## Quoted text
------

Torpid Trifling

Saturday, November 23, 2013

Happy News

It's a boy!

I got a call from my doctor last night. She was calling to share the good news that all the blood work covered by insurance for women over 35 came back showing a healthy baby. And then she asked if I'd like to know the gender. Not expecting the offer, I said yes, and she said the tests showed a Y chromosome!

The head cold I caught in early October and couldn't shake seems to finally be wearing off. The terrible first trimester nausea has abated, and I can eat normally, for the most part. I woke up one day and realized that after months of aiming simply for survival, I feel ... good?

It's been a rough ride around here for what feels like a very long time (a few months really drags when you're continually sick and exhausted). And suddenly, things feel so much better! I want to sink deep into the happiness of this moment and wrap my arms around the future at the same time.

Thanksgiving is precisely on time this year.

Tuesday, November 12, 2013

Unprepared

The leaves have all fallen from the trees. I woke to snow this morning, and was late for my 6am yoga class because I didn't get up in time to brush off the car. It wasn't the first frost of the season, but I still found myself blinking in disbelief.

I'm not sure what I expect. Summer to grace us with a few more days in mid-November? A chance to rake the fall leaves and winter-proof the yard before it's covered in white? That would be reasonable, but no. I want more than that. A reprieve. A pause button in time. A moment to catch up.

Winter's coming so fast, and I'm unprepared.

*   *   *

I'm pregnant.

It was an accident, if it can really be called an accident when it's the third potential accident in the last year. Probably doesn't qualify anymore at that point. But it came as a surprise that Saturday morning in August when the test strip turned immediately pink. And it's still coming as a surprise three months later; I can't seem to wrap my head around it.

Where will the baby sleep? We're short a bedroom. How will I run my business? I'm short-staffed. Who's paying for a maternity leave? I'm short on ideas. And savings.

I'm thrilled to have another baby, but oh, I'm so unprepared.

*   *   *

When I told my mom I was expecting, she said: I thought you had a plan! You were going to see how things went for a year with your business and then decide!

I smiled, but there were tears stepping hard on the heels of my smile, and I shrugged and choked out the only word I could say: Whoops!

She smiled and said: We had a couple of those, too.

I love my mom. She gave us a wonderful childhood, a life full of soft places to land, sweetness, and plenty of space to grow into ourselves. And you know, if asked to describe her, I'd probably never choose the word prepared.

*   *   *

Winter is coming and there's nothing I can do to stop it.

------

## Provided material
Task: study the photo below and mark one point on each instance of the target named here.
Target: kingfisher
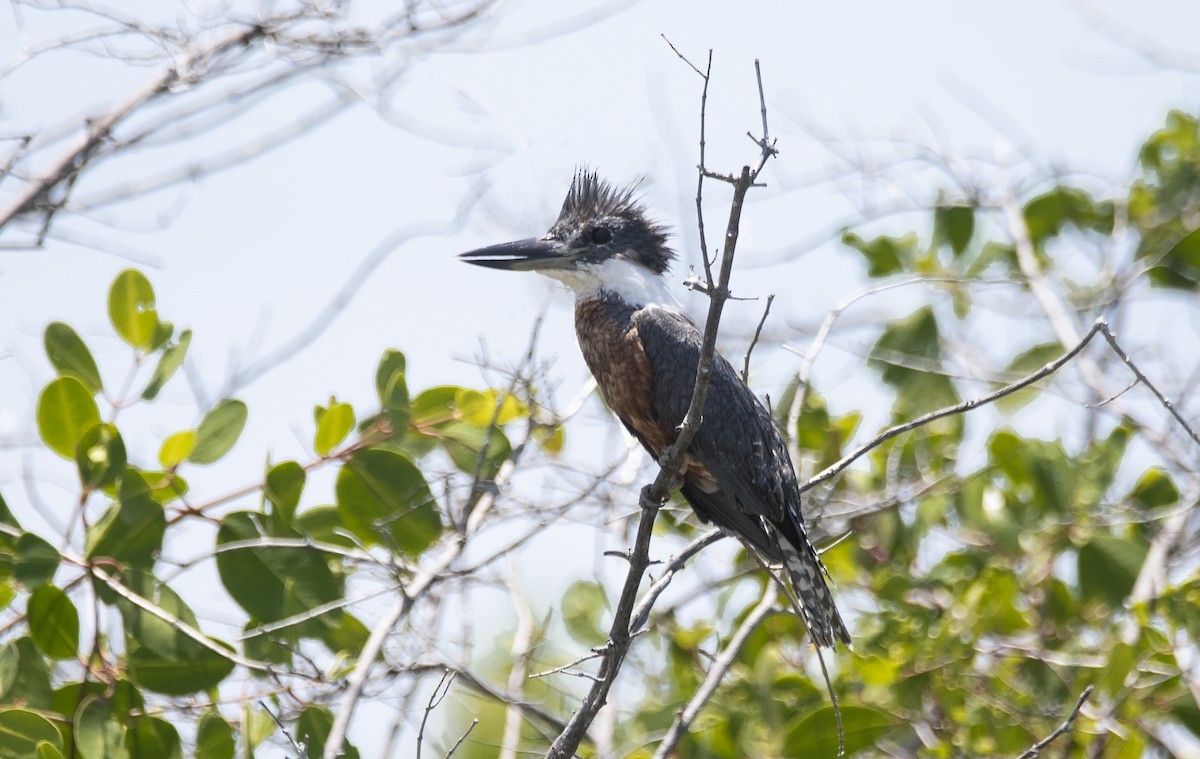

------

## Work to be completed
Can you rewrite the stretch of the pregnancy blog post from "Tuesday, November 12, 2013" through "I'm pregnant." with "yoga class" changed to "spin class"?

## Written response
Tuesday, November 12, 2013

Unprepared

The leaves have all fallen from the trees. I woke to snow this morning, and was late for my 6am spin class because I didn't get up in time to brush off the car. It wasn't the first frost of the season, but I still found myself blinking in disbelief.

I'm not sure what I expect. Summer to grace us with a few more days in mid-November? A chance to rake the fall leaves and winter-proof the yard before it's covered in white? That would be reasonable, but no. I want more than that. A reprieve. A pause button in time. A moment to catch up.

Winter's coming so fast, and I'm unprepared.

*   *   *

I'm pregnant.